Collected data:

—————

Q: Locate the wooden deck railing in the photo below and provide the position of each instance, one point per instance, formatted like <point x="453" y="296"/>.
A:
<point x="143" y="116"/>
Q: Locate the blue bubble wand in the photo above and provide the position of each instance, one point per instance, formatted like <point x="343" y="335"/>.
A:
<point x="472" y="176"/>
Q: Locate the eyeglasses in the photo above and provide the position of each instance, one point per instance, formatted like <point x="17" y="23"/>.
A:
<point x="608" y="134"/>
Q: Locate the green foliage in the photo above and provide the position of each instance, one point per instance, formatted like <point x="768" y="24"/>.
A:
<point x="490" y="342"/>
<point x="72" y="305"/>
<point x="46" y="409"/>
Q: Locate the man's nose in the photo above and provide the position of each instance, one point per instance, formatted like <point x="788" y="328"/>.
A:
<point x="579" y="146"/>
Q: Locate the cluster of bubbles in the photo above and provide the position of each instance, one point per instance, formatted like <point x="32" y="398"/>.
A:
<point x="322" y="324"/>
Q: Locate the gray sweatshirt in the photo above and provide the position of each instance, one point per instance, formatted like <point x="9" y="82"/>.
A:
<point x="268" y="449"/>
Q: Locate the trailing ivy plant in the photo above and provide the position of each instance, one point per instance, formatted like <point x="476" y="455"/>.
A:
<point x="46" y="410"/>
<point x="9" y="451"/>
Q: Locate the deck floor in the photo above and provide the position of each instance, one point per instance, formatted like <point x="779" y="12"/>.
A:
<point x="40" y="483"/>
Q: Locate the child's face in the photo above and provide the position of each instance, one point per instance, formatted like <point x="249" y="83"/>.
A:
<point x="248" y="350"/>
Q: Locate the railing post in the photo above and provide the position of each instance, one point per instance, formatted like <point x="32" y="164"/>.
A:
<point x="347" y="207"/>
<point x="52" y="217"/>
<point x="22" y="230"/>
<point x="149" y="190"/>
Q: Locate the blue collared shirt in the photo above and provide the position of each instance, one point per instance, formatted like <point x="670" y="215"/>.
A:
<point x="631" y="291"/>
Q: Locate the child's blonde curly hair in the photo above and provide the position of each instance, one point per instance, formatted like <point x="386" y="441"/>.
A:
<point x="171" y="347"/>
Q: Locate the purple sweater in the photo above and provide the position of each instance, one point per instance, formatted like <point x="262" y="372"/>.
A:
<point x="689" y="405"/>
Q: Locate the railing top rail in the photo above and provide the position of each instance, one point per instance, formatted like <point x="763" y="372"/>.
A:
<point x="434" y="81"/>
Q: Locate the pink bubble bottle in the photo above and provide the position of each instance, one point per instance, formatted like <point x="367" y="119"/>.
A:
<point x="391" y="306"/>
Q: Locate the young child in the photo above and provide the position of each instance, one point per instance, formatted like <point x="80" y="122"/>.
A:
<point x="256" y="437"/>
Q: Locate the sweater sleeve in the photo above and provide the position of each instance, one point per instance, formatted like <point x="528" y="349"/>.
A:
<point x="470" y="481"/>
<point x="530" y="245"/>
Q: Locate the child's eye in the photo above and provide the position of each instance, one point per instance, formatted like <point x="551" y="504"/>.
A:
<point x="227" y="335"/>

—————

*Problem description:* In full and without alteration, write out the data above.

*Answer for the task:*
Q: Locate the wooden deck railing in the photo below and provide the position of each instance, one point per instance, formatted like <point x="453" y="296"/>.
A:
<point x="143" y="116"/>
Q: Locate the blue bubble wand in the photo above and provide the position of each instance, one point per instance, formatted like <point x="343" y="335"/>.
A:
<point x="472" y="176"/>
Q: Locate the eyeglasses in the photo above and provide the position of each instance, one point per instance, formatted like <point x="17" y="23"/>.
A:
<point x="608" y="134"/>
Q: Locate the green foliage in the photo above and provide the position of each instance, one point per instance, formatted like <point x="768" y="24"/>.
A:
<point x="490" y="342"/>
<point x="72" y="305"/>
<point x="46" y="409"/>
Q: Locate the man's nose in the photo above and provide the position of each instance, one point per instance, formatted like <point x="788" y="328"/>.
A:
<point x="579" y="146"/>
Q: Locate the cluster of bubbles in the photo above and provide the position of each instance, one point per instance, formatted like <point x="32" y="398"/>.
A:
<point x="322" y="324"/>
Q: Locate the gray sweatshirt in the photo above and provide the position of each instance, one point per instance, formatted like <point x="9" y="82"/>.
A:
<point x="268" y="449"/>
Q: Locate the trailing ivy plant in the photo above and provide the position of each instance, one point per instance, formatted like <point x="476" y="455"/>.
A:
<point x="46" y="410"/>
<point x="9" y="451"/>
Q: Locate the deck floor in the photo above and provide the position of each instance, one point per instance, formatted like <point x="779" y="12"/>.
A:
<point x="40" y="483"/>
Q: Locate the child's face in the photo above and provide the position of each instance, one point per instance, formatted like <point x="249" y="83"/>.
A:
<point x="248" y="350"/>
Q: Locate the railing post in the photo above and provide the position of each instance, one point per instance, formatted like <point x="32" y="164"/>.
A:
<point x="347" y="207"/>
<point x="52" y="217"/>
<point x="22" y="230"/>
<point x="149" y="190"/>
Q: Locate the blue collared shirt in the photo above and provide the position of each instance, one point per instance, formatted like <point x="670" y="215"/>.
A:
<point x="631" y="291"/>
Q: Locate the child's blonde curly hair in the photo above and provide the position of each instance, one point per instance, formatted like <point x="386" y="441"/>.
A:
<point x="171" y="347"/>
Q: Locate the purple sweater in the photo above and provide the position of each instance, one point per instance, formatted like <point x="262" y="372"/>.
A:
<point x="689" y="405"/>
Q: Locate the railing top rail in the photo above and provide the position of each instance, one point per instance, formatted like <point x="763" y="372"/>.
A:
<point x="434" y="81"/>
Q: Locate the pink bubble bottle in the photo above and provide the position of each instance, one point per instance, formatted like <point x="367" y="119"/>.
A:
<point x="391" y="306"/>
Q: Locate the young child in the photo above and provide the position of each instance, one point per instance, formatted like <point x="80" y="122"/>.
A:
<point x="256" y="437"/>
Q: Locate the sweater sleeve in the photo above and provide the position of each instance, one point per instance, formatted like <point x="528" y="349"/>.
A:
<point x="470" y="481"/>
<point x="530" y="245"/>
Q: Locate the child's eye in the photo above and provide the position of each instance, one point per instance, formatted like <point x="551" y="504"/>.
A:
<point x="227" y="335"/>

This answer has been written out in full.